Instructions to follow
Produce as output only the lines below starting at the line with "box: [422, 145, 438, 160]" and continuing through the line with "156L423 160L435 162L438", each one exactly as written.

Material to process
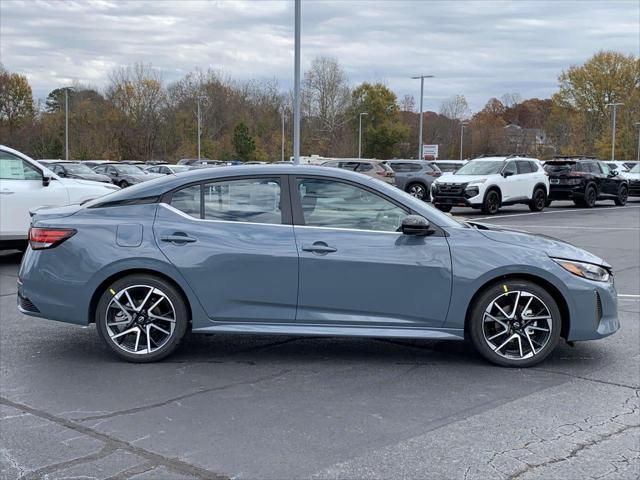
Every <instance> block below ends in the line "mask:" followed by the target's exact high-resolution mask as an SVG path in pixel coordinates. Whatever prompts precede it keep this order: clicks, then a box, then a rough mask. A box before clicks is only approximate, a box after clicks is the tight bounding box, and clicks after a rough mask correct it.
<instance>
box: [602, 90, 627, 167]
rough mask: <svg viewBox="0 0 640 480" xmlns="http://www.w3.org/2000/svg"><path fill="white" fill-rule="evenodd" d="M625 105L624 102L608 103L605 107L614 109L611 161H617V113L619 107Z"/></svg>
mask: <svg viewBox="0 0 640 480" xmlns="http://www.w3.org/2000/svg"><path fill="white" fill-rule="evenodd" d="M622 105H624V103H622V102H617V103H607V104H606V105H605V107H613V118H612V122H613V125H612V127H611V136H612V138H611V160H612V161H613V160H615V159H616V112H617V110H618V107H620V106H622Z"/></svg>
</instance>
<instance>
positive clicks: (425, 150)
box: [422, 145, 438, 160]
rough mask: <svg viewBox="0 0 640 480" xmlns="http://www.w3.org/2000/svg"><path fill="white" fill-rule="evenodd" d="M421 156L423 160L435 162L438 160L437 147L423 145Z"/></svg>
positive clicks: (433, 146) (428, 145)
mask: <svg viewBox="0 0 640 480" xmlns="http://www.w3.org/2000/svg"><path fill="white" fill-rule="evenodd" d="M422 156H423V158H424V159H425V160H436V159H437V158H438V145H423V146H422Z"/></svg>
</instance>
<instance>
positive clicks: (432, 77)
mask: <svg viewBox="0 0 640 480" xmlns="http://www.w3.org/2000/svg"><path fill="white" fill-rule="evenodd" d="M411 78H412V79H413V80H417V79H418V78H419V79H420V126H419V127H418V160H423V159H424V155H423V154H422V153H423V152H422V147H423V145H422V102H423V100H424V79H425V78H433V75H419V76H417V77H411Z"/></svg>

* * *

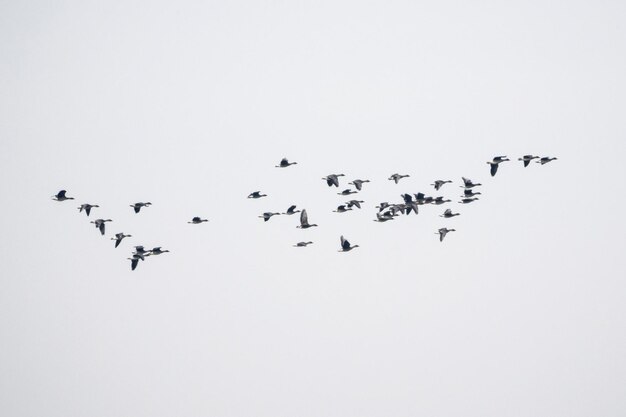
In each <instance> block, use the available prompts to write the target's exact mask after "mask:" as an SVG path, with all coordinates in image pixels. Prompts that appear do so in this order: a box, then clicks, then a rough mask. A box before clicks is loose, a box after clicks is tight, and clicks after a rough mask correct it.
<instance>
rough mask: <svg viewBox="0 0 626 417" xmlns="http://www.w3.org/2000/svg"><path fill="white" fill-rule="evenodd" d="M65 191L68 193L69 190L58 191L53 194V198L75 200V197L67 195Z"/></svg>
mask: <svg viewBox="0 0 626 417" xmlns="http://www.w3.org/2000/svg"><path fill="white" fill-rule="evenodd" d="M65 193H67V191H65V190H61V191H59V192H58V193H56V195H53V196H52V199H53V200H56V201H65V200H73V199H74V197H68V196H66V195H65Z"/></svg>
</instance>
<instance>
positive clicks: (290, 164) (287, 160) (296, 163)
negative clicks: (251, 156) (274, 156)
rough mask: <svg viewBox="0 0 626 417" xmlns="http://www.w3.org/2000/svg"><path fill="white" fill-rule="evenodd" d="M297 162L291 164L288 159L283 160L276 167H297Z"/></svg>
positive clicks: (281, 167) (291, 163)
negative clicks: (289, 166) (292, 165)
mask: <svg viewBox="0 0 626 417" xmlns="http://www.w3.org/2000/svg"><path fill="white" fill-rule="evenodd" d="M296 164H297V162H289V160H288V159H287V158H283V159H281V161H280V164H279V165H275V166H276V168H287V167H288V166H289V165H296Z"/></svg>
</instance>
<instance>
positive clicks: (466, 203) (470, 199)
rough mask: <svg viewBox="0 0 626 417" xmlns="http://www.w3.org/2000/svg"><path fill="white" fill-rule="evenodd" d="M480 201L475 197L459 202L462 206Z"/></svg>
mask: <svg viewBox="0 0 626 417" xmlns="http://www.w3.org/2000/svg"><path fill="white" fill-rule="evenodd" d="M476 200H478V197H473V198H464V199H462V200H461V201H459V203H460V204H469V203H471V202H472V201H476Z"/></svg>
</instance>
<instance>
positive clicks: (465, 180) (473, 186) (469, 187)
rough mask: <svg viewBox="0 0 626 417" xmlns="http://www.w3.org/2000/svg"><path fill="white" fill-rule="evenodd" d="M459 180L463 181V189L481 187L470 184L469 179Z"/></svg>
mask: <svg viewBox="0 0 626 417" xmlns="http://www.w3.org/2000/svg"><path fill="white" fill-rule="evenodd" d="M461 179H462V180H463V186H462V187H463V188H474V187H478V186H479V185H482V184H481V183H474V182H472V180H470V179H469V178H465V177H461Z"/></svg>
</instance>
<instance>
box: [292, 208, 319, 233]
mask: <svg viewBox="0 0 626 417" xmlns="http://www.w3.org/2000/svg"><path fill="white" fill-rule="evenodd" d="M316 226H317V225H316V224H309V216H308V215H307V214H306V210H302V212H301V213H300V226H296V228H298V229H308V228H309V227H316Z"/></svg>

---

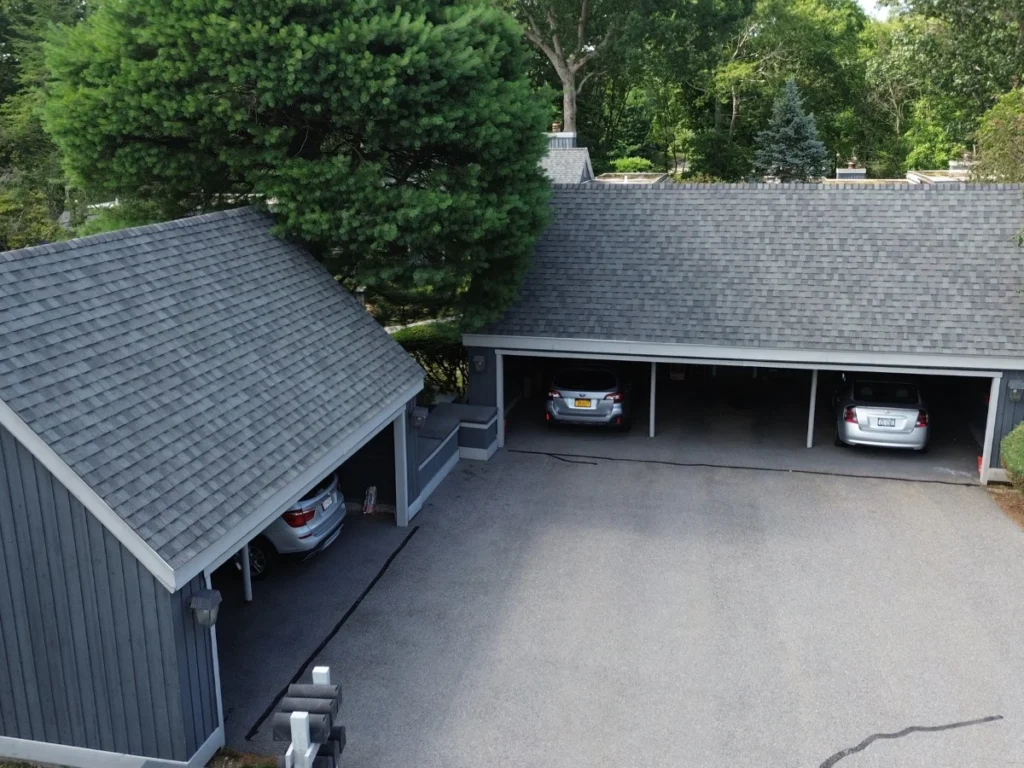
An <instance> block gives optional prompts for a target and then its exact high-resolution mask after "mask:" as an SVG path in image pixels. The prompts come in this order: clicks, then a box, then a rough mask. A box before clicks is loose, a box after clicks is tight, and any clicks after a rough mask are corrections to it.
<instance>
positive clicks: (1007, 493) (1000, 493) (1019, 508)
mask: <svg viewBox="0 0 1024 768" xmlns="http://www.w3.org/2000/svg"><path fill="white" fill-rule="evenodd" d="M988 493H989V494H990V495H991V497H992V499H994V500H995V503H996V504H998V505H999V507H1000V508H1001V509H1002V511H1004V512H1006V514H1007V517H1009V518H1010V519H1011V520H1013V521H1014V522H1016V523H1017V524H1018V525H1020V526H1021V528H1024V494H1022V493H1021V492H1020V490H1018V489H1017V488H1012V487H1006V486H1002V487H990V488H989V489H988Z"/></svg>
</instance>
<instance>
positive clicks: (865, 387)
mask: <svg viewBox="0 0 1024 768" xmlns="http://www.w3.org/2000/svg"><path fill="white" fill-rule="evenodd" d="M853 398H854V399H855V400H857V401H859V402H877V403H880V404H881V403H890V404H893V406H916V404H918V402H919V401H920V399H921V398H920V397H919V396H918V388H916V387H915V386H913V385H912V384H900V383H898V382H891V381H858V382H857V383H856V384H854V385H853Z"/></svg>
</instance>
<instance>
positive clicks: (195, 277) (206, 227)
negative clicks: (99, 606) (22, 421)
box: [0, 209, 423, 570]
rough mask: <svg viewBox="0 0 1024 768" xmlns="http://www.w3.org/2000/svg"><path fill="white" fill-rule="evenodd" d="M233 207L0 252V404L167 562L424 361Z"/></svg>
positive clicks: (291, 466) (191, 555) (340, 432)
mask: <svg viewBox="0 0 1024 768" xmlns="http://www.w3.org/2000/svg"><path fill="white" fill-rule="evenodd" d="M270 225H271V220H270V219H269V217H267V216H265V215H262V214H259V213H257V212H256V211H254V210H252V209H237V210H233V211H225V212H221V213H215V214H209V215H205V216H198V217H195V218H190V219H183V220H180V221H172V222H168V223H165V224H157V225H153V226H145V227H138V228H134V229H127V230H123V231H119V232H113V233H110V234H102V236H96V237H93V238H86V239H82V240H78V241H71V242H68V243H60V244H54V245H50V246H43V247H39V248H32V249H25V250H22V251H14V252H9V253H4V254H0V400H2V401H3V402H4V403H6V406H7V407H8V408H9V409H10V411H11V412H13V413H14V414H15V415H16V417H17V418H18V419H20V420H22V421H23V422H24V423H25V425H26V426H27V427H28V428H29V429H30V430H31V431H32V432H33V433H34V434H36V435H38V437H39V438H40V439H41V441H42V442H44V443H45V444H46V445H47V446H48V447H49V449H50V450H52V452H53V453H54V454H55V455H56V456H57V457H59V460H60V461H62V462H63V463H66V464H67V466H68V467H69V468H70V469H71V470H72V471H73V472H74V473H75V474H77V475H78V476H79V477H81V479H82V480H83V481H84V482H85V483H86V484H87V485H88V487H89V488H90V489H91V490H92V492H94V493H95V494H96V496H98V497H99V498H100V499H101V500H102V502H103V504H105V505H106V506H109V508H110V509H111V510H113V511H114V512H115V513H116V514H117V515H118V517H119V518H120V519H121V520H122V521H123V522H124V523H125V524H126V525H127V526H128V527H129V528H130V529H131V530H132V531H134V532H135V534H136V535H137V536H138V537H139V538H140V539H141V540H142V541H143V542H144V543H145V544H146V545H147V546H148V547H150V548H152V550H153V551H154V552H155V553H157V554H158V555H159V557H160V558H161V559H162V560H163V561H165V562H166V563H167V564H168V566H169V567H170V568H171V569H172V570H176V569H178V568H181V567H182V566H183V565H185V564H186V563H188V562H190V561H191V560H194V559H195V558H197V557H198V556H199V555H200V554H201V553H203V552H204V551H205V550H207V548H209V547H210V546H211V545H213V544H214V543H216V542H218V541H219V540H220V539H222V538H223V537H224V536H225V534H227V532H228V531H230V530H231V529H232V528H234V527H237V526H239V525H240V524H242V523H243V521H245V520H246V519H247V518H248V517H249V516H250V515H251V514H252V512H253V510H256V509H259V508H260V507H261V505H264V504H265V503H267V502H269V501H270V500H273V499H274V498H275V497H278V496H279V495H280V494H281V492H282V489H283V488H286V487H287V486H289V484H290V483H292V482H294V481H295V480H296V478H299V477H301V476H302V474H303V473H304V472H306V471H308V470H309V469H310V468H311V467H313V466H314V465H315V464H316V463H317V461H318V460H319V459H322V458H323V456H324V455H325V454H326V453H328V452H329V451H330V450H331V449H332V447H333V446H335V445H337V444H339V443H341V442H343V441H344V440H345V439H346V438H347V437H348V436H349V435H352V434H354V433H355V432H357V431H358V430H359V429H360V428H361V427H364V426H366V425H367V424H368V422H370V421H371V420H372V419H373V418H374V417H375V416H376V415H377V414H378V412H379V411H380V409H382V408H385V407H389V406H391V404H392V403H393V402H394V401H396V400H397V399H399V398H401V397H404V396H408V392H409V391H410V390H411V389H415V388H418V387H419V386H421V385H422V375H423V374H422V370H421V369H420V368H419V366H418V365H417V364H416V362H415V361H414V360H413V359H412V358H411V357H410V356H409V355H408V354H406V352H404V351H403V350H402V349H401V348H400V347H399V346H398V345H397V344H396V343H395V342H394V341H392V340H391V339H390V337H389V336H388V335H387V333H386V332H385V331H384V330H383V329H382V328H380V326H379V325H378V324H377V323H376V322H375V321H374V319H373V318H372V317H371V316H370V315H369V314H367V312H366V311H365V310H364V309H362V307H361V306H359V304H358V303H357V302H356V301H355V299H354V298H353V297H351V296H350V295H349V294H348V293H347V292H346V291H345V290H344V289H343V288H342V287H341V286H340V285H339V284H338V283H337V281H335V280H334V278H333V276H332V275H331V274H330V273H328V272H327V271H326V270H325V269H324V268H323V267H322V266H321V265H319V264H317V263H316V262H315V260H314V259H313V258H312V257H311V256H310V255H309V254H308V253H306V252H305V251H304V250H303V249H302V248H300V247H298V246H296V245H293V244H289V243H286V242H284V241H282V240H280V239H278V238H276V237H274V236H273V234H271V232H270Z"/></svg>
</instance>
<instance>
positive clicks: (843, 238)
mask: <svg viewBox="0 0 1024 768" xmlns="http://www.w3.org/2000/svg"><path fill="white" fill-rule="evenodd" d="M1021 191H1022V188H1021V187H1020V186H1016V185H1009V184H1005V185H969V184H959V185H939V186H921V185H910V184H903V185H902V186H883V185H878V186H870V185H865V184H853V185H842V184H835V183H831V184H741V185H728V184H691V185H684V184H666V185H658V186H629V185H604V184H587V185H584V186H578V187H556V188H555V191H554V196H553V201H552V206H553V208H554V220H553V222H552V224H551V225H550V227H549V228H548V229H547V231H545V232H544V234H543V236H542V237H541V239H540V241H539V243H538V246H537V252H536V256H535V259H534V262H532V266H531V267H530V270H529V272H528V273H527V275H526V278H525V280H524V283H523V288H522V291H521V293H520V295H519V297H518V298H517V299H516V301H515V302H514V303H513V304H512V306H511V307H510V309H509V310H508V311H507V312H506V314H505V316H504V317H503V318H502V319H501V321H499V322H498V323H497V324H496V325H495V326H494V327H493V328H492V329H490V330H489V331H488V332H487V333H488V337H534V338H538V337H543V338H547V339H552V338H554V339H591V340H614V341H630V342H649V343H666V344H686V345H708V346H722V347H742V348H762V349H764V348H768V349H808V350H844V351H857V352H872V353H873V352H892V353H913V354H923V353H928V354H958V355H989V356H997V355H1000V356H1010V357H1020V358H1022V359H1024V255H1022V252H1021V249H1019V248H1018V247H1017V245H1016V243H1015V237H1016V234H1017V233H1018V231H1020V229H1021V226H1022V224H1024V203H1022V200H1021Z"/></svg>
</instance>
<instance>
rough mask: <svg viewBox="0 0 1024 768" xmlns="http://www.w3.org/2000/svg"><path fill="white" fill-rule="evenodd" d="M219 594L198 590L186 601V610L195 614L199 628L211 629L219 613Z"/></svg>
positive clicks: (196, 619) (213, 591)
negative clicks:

Written reply
box: [422, 145, 438, 160]
rough mask: <svg viewBox="0 0 640 480" xmlns="http://www.w3.org/2000/svg"><path fill="white" fill-rule="evenodd" d="M421 156L423 160L435 162L438 160L437 147L423 145Z"/></svg>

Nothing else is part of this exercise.